▶ _Work task_: The answer should consist of each line below that contains the word "cloud".

Top of Recorded information

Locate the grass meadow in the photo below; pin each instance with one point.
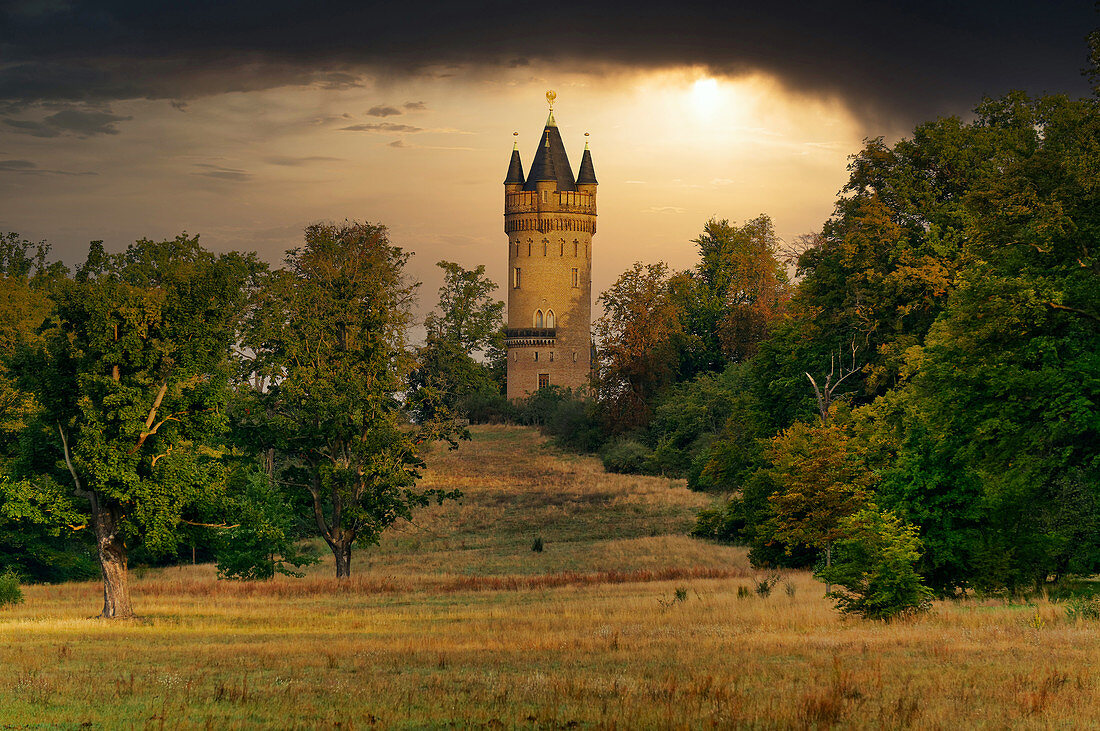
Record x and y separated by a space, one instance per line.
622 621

Bottom of Recorded information
Top of Recorded information

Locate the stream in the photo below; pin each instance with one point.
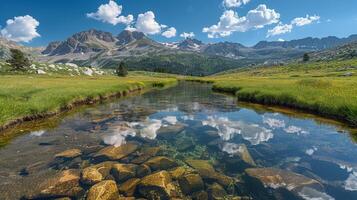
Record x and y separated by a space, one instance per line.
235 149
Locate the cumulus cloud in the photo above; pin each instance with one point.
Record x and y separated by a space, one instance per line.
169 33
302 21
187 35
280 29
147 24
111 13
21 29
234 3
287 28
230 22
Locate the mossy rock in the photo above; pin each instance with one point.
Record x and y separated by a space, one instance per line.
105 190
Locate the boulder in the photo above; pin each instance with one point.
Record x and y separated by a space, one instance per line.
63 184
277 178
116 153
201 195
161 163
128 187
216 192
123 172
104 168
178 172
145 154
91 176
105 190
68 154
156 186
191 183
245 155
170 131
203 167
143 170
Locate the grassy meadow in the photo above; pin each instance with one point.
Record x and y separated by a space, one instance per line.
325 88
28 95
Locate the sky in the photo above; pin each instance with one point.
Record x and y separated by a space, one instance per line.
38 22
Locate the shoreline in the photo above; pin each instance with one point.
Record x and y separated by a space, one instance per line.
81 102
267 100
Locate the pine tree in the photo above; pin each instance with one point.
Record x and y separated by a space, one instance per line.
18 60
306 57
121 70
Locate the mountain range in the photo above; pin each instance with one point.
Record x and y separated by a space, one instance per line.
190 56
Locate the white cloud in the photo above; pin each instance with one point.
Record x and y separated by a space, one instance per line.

Bottom of Recorded information

▶ _Expected answer_:
Locate the cumulus cloud in the photo above; pin each instance with one point.
Locate the white cloud in the photo above; pin each instance with one point.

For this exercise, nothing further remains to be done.